* BEGIN *

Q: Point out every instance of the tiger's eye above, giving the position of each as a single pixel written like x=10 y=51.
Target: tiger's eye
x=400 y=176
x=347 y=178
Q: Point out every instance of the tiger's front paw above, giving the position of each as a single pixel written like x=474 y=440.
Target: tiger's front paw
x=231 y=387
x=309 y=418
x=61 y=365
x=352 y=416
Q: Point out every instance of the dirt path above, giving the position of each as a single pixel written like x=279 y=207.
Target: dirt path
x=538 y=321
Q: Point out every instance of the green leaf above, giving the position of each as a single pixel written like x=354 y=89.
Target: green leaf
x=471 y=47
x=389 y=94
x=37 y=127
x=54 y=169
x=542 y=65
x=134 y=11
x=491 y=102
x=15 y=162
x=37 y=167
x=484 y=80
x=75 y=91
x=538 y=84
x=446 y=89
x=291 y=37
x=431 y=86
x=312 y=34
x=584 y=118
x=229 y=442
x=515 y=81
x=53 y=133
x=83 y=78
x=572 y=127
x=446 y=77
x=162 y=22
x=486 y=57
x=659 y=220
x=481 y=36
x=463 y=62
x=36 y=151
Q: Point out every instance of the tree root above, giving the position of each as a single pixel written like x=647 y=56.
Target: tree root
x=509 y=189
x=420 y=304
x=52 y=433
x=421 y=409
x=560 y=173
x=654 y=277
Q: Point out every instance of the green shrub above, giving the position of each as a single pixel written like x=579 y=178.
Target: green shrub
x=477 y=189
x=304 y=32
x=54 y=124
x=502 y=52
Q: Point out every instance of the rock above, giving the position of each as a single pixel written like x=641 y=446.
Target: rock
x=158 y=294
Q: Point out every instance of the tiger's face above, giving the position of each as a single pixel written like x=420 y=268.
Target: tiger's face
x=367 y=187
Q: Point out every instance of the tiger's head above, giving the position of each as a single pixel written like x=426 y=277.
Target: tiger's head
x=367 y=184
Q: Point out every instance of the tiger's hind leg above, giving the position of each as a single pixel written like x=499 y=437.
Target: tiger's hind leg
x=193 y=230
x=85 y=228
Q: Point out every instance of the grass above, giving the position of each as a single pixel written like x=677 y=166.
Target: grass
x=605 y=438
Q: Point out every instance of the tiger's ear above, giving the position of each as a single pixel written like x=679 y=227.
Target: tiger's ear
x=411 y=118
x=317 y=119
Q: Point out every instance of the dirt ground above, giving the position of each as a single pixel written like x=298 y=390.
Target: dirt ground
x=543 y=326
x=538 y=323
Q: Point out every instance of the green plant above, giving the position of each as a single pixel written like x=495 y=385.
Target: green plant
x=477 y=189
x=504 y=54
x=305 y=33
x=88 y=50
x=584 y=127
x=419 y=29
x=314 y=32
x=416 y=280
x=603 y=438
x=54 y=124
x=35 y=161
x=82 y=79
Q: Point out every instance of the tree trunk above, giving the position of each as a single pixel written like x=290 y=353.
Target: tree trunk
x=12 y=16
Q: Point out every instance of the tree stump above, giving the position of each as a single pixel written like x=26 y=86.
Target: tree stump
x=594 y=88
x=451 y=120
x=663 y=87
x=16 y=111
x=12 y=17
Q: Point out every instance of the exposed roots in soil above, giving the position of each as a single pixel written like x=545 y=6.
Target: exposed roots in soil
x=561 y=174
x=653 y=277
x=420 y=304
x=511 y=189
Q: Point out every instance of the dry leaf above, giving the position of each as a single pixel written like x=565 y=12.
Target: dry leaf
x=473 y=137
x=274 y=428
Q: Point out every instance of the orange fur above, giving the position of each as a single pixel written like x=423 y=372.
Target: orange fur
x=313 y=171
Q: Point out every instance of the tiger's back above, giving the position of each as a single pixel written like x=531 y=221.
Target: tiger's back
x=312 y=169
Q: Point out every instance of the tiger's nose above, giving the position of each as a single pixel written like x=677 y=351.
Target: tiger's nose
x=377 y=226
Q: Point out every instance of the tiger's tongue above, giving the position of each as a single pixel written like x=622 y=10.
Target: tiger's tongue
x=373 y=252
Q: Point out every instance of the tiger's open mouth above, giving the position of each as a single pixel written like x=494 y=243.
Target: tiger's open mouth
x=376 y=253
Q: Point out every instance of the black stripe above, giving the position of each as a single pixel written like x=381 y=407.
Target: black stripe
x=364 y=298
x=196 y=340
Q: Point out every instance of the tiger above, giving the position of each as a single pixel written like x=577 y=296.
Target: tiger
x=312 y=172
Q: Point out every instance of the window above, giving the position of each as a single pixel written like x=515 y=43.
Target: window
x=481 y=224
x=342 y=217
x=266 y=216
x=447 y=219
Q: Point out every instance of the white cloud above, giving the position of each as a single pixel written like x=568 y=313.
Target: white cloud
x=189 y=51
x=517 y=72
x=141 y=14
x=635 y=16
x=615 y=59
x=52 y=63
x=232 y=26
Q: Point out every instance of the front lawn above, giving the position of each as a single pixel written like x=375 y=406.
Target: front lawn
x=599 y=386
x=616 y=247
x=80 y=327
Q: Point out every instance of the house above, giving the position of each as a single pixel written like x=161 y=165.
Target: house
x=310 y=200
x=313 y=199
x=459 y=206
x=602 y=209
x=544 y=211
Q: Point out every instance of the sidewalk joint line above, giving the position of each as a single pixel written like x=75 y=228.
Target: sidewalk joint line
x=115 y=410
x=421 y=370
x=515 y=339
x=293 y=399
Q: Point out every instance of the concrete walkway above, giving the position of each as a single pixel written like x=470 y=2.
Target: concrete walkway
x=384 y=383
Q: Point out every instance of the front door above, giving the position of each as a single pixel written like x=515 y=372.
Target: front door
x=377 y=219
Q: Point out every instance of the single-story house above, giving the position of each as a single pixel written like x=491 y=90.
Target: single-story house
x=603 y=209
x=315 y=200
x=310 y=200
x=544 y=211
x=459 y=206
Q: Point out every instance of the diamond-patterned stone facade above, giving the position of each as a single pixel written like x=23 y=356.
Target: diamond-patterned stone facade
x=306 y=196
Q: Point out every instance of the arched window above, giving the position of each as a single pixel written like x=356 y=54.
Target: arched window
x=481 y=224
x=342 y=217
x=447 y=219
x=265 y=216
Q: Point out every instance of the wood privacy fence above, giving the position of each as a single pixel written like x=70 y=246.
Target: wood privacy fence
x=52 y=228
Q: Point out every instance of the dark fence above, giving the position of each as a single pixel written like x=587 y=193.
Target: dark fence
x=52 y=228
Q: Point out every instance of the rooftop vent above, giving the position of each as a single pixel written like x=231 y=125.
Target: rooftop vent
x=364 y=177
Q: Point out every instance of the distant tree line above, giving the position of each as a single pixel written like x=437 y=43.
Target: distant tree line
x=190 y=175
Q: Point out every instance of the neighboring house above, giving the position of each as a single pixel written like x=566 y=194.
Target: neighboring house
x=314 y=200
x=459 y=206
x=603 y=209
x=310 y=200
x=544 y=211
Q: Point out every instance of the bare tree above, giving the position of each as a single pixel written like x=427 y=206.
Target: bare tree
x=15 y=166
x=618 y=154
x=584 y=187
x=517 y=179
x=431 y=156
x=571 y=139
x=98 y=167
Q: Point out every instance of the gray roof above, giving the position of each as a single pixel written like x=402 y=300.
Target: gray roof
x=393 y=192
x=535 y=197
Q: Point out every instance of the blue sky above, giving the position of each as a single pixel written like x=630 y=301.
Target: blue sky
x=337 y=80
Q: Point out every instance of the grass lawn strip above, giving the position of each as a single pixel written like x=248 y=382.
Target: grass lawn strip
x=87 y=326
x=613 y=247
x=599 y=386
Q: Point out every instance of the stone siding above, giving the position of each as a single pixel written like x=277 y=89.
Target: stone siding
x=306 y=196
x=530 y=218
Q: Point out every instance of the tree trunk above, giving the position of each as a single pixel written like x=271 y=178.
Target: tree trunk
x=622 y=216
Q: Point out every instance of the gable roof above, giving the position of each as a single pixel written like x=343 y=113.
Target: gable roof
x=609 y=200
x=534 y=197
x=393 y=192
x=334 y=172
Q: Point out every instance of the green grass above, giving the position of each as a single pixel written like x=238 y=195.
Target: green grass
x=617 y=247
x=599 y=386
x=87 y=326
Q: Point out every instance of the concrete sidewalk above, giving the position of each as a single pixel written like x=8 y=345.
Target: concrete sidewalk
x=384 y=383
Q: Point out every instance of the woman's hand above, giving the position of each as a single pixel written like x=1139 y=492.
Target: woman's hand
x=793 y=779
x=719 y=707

* END *

# WHAT TO WORK ON:
Repeat the stretch of the material above from the line containing "Q: Point out every instance of the distant" through the line containing "x=535 y=197", word for word.

# THE OUTPUT:
Q: Point out every instance of the distant tree line above, giving the position of each as a single pixel written like x=437 y=43.
Target: distant tree line
x=190 y=175
Q: Point out every instance of the neighboring house above, giving the position of each as a single pixel written like x=566 y=194.
Target: neighboring house
x=314 y=200
x=459 y=206
x=603 y=209
x=310 y=200
x=544 y=211
Q: Point out every instance of the bare tree above, giving the position of each as a single pixel written like x=427 y=206.
Target: bare tree
x=15 y=166
x=618 y=154
x=584 y=187
x=517 y=179
x=431 y=156
x=571 y=139
x=98 y=167
Q: Point out every instance of the gray roof above, giving the position of each as a single pixel written like x=402 y=300.
Target: gray roof
x=393 y=192
x=535 y=197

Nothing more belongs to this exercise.